### INSTRUCTIONS TO FOLLOW
From the first line onward, reproduce the records exactly; the final line to include is the one holding "target: short dark hair".

** Opening SOURCE MATERIAL block **

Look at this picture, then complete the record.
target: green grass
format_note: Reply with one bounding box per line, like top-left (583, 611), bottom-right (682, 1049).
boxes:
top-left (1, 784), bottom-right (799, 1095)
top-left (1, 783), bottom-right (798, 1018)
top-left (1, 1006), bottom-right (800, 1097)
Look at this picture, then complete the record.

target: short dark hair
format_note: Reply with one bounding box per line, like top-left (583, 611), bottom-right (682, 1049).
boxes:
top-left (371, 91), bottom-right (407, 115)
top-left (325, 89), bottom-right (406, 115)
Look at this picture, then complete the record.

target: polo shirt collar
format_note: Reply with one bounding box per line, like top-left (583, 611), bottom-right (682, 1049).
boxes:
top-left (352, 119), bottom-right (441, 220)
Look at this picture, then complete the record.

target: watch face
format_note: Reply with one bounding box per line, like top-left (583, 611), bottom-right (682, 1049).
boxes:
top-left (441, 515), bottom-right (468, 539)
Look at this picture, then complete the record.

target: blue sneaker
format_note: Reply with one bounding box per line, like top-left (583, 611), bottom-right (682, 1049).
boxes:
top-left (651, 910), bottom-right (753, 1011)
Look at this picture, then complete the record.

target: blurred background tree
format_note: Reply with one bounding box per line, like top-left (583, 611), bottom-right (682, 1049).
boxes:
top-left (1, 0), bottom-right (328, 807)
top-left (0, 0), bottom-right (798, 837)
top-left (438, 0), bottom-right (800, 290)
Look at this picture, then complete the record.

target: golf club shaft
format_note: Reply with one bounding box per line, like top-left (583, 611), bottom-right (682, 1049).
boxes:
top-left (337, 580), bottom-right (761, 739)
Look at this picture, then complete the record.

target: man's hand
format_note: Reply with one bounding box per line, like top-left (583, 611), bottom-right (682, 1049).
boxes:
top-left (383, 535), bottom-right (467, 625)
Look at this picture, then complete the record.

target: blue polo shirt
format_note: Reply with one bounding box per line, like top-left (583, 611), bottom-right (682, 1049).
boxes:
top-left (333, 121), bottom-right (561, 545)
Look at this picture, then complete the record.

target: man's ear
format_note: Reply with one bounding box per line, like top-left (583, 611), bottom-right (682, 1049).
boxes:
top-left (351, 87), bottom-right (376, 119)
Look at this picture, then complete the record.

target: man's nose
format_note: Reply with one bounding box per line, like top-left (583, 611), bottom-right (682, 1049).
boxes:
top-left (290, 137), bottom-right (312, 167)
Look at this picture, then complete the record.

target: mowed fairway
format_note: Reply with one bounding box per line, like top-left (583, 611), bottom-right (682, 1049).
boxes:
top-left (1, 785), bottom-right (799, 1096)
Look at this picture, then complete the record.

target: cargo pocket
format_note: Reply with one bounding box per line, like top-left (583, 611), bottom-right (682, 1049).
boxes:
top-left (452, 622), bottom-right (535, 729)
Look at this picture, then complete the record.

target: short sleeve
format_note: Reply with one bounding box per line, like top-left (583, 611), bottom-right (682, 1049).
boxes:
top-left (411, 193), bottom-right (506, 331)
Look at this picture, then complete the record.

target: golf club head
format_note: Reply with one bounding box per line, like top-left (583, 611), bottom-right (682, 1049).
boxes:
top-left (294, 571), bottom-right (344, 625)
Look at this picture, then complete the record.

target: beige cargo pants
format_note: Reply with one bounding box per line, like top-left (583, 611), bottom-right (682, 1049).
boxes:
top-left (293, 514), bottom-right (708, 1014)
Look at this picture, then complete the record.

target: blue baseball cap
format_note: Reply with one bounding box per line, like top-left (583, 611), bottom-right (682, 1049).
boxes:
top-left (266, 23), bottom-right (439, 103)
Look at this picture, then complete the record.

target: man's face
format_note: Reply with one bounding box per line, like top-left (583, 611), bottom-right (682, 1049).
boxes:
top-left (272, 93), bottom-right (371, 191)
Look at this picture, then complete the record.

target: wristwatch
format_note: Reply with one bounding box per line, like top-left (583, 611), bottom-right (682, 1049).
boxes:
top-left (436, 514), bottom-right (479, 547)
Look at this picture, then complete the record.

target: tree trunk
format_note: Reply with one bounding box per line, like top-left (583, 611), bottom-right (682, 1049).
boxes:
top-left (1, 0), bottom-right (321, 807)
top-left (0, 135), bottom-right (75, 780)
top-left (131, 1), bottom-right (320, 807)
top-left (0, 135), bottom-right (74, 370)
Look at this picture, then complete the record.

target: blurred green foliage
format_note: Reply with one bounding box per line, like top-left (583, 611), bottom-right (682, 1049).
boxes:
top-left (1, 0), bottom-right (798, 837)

** Closing SOURCE MATERIAL block **

### TASK OUTPUT
Look at this picture, then complete the record.
target: green grass
format_note: Reply with one bounding box per line, like top-left (583, 611), bottom-right (682, 1049).
boxes:
top-left (1, 784), bottom-right (799, 1095)
top-left (1, 783), bottom-right (798, 1018)
top-left (1, 1006), bottom-right (800, 1097)
Look at this picture, then complete the record.

target: short dark hair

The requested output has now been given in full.